- **The problem**
Rescale the rows from the line containing "output x=183, y=397." through the end of the rows, with both ends included, and give only these lines. Rewrite each line, keeping the requests, and multiply every answer coordinate by 1.3, rounding to whole numbers with halves rounded up. Leave the sample coordinates in the requests unchanged.

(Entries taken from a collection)
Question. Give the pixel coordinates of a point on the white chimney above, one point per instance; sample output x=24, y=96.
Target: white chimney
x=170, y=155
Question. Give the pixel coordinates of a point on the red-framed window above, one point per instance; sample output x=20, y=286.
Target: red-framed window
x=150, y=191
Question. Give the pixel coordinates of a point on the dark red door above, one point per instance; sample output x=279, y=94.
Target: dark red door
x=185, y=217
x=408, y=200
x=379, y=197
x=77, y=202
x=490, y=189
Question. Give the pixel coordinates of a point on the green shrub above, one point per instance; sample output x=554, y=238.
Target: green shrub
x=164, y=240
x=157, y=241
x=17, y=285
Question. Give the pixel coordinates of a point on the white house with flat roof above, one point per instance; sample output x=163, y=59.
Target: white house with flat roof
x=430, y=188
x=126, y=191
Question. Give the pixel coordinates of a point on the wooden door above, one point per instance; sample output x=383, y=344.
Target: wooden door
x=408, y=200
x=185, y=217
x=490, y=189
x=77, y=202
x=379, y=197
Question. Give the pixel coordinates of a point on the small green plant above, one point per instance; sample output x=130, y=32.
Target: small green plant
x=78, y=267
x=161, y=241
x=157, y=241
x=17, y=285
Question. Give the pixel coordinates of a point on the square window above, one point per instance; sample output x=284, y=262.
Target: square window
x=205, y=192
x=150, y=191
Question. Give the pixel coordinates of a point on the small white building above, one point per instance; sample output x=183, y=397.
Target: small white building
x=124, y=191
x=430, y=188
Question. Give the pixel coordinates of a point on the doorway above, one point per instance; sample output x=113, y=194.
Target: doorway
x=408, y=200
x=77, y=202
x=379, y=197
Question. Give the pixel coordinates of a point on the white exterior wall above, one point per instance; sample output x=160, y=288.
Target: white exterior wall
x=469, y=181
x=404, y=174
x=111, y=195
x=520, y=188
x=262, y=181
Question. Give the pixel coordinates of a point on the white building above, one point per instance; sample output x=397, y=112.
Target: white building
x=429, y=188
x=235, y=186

- **Final result**
Question. Give the pixel coordinates of a point on the small white building above, one point per instance; sample output x=183, y=397.
Target: small white building
x=161, y=248
x=559, y=244
Question. Give the pixel coordinates of a point on the doorway above, one point per instance; sample output x=113, y=194.
Target: doorway
x=530, y=260
x=100, y=263
x=493, y=256
Question. Give the pixel coordinates of a point on the white exterior wall above, one point per instance; sample output x=160, y=288.
Target: white exterior wall
x=610, y=235
x=525, y=226
x=144, y=254
x=676, y=244
x=341, y=235
Question. Give the pixel coordinates of a point on the white building above, one point per instance; sample output x=397, y=112.
Target: white building
x=558, y=244
x=306, y=242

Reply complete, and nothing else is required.